● **TEXTAUSZUG**
*****

Warum dort bei uns die Ports 1912 und 1913 und nicht die Standard-Ports 1812 und 1813 eingetragen sind, steht nochmal auf einem anderen Blatt, da wir auf dem v7-Server im Moment zwei Instanzen für freeRADIUS verwenden. Die genauen Umstände warum und wieso, werden hier erläutert. Auf diese Weise ist bei uns gewährleistet, dass der „Original-freeRADIUS-Server“ alle in ein anderes WLAN lässt, die zur Gruppe p_wifi gehören. Der „neue/parallele freeRADIUS-Server“ sorgt hingegen dafür, dass nur Mitglieder der Gruppe teachers bedient werden! Es ist natürlich gut möglich, dass man das auch irgendwie eleganter über nur eine Instanz regeln kann :thinking: :interrobang: – aber „Hey: wfm!“

Schritt 5: Die Firewall – Die OPNSense-Firewall muss Zugriff von den Unifi-Accesspoints (bei uns nicht im gleichen Netz wie der v7-Server!) auf die RADIUS-Ports des v7-Servers erlauben! Daher habe ich auf der OPNSense eine Regel erstellt bzw erweitert, die das erlaubt (ALIAS für die Ports verwenden!)

Schritt 6: Das MDM – Das Bereitstellen der Zertifikate im relution-MDM + Richtlinie
Als das alles erledigt war, habe ich zunächst die beiden Dateien ca.der sowie client.p12 über die Nextcloud auf ein Tablet geholt und nacheinander aktiviert. Wie das geht, ist z.B. hier mit Screenshots hinterlegt:

Jetzt kommt der spannende Moment: das WLAN auf dem Endgerät auswählen und nachschauen, ob die Verbindung jetzt ohne weiteres Zutun funktioniert! Nach viel Frust und Fehlversuchen, hat das heute endlich geklappt. Man kann den Prozess auf dem freeRADIUS-Server verfolgen, wenn man ihn im Debug-Mode laufen lässt, also wie oben schon erwähnt: freeradius -X). Man kann aber auch unter /var/log/freeradius/radius.log mitlesen …

Schritt 7: Das Verteilen – Jetzt kann man die Zertifikate auch per relution verteilen lassen. Dazu haben wir auf dem Relution-Server zunächst die beiden Zertifikate ca.der und client.p12 unter Einstellungen -> Zertifikate hochgeladen und anschließend eine neue Richtlinie erstellt, die so aussieht:
mdm1

(hier ist im Moment nur noch TLS erlaubt)

*****

● **BEREITGESTELLTE DATENSÄTZE**
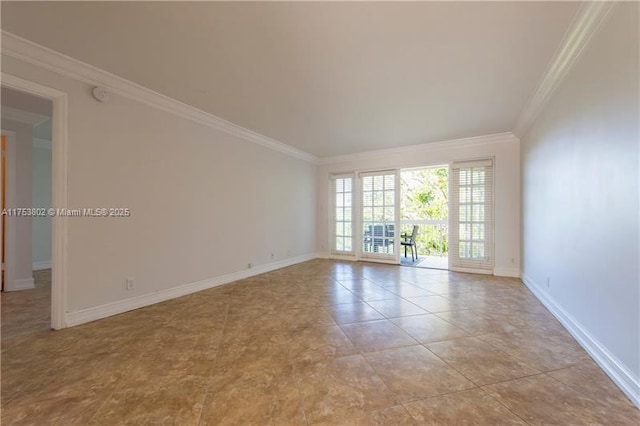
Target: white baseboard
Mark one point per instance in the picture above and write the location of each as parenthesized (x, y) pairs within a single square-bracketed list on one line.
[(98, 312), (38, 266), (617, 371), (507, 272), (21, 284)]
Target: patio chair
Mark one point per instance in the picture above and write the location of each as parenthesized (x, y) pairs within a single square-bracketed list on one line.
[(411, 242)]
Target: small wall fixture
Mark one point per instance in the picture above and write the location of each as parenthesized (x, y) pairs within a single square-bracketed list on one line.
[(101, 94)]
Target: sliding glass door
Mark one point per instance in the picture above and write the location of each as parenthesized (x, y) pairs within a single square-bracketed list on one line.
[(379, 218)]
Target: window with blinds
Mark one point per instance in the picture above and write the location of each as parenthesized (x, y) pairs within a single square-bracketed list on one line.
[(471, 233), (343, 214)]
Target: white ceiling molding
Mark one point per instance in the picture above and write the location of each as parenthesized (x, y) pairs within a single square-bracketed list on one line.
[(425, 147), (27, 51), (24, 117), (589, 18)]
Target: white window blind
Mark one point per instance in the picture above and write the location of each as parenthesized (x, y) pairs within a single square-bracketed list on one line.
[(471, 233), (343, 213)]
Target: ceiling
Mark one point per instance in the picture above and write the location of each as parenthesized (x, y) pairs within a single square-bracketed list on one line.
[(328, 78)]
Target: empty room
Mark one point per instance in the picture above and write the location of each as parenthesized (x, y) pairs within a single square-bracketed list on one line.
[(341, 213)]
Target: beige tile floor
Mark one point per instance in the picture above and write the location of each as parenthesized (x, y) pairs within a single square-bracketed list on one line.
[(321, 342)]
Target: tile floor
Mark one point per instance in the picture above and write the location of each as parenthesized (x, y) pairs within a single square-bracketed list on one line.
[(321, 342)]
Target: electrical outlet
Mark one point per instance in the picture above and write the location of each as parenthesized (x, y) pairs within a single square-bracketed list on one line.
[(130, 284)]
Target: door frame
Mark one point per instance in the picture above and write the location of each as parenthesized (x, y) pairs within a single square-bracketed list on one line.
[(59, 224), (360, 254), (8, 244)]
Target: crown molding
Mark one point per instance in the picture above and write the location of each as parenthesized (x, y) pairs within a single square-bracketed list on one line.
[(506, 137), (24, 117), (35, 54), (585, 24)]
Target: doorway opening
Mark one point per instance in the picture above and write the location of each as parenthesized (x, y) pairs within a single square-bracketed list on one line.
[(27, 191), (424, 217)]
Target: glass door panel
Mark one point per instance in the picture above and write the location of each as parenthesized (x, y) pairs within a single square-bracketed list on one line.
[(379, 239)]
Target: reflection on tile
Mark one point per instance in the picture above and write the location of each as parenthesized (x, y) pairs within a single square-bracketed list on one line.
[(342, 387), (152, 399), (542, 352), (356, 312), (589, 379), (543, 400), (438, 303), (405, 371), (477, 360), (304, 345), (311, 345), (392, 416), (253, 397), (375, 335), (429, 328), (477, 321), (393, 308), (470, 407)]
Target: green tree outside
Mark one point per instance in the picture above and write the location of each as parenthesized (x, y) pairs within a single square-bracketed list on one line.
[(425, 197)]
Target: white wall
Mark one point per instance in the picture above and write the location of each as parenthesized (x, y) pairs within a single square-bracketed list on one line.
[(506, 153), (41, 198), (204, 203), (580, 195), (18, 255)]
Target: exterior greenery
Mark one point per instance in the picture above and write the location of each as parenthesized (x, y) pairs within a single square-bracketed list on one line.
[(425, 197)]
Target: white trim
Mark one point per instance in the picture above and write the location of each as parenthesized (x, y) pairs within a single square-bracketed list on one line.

*****

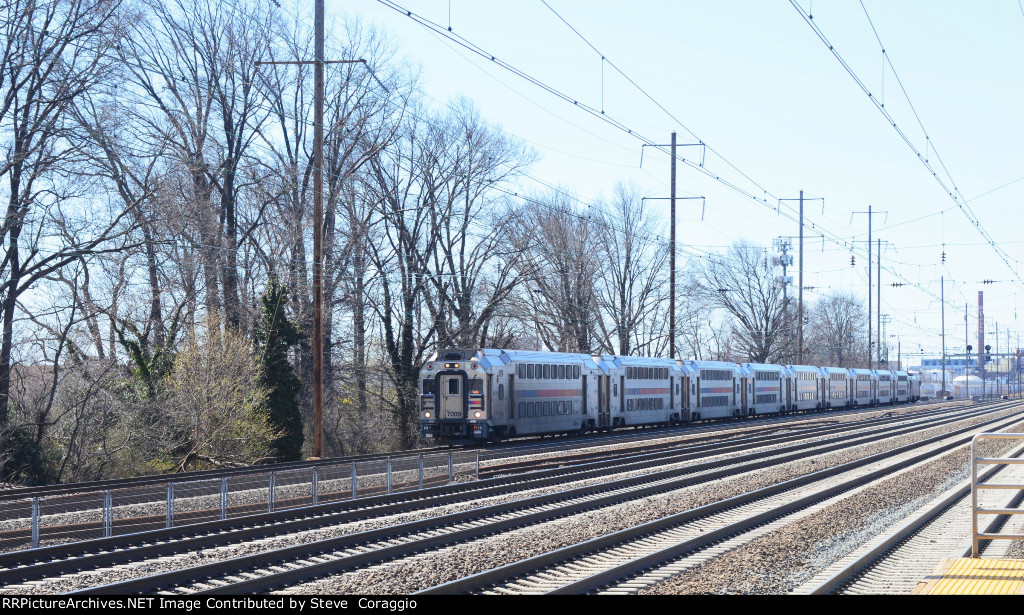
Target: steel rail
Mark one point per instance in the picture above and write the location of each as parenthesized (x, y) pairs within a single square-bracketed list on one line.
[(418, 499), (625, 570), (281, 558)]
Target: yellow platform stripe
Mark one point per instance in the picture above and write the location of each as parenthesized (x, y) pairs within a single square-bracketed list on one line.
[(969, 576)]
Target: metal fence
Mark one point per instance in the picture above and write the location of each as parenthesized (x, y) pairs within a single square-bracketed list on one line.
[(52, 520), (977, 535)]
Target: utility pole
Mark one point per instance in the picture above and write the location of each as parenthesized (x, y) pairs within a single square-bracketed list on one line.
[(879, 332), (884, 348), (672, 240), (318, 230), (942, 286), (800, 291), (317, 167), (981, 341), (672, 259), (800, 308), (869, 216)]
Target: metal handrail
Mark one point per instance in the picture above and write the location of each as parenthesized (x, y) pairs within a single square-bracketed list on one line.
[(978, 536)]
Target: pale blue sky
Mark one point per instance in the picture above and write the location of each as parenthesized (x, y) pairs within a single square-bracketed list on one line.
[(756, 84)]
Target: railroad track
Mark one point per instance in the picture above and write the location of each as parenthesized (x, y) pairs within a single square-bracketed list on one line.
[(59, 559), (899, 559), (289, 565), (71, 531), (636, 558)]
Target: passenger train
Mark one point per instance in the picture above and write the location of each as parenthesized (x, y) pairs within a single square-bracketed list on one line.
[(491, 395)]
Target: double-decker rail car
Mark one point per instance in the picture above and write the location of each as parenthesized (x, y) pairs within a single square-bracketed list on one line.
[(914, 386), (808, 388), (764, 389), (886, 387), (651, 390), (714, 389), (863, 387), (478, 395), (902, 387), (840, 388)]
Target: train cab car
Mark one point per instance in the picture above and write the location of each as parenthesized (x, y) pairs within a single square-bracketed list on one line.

*****

● **AUFGABEN**
• 1. Erkläre in ein bis drei Sätzen, warum laut dem Text zur freeRADIUS-Einrichtung auf der OPNSense eine Regel erstellt bzw. erweitert wurde.
• 2. Gib aus dem Text zur freeRADIUS-Einrichtung den Abschnitt zwischen „Jetzt kommt der“ und „noch TLS erlaubt)“ einschließlich wortgetreu aus.

● **LÖSUNGEN JE AUFGABE**
• 1. Die OPNSense-Firewall muss den Unifi-Accesspoints den Zugriff auf die RADIUS-Ports des v7-Servers erlauben. Die Accesspoints liegen dort nicht im gleichen Netz wie der v7-Server. Deshalb wurde auf der OPNSense eine Regel erstellt bzw. erweitert, die diesen Zugriff erlaubt.

• 2.
Jetzt kommt der spannende Moment: das WLAN auf dem Endgerät auswählen und nachschauen, ob die Verbindung jetzt ohne weiteres Zutun funktioniert! Nach viel Frust und Fehlversuchen, hat das heute endlich geklappt. Man kann den Prozess auf dem freeRADIUS-Server verfolgen, wenn man ihn im Debug-Mode laufen lässt, also wie oben schon erwähnt: freeradius -X). Man kann aber auch unter /var/log/freeradius/radius.log mitlesen …

Schritt 7: Das Verteilen – Jetzt kann man die Zertifikate auch per relution verteilen lassen. Dazu haben wir auf dem Relution-Server zunächst die beiden Zertifikate ca.der und client.p12 unter Einstellungen -> Zertifikate hochgeladen und anschließend eine neue Richtlinie erstellt, die so aussieht:
mdm1

(hier ist im Moment nur noch TLS erlaubt)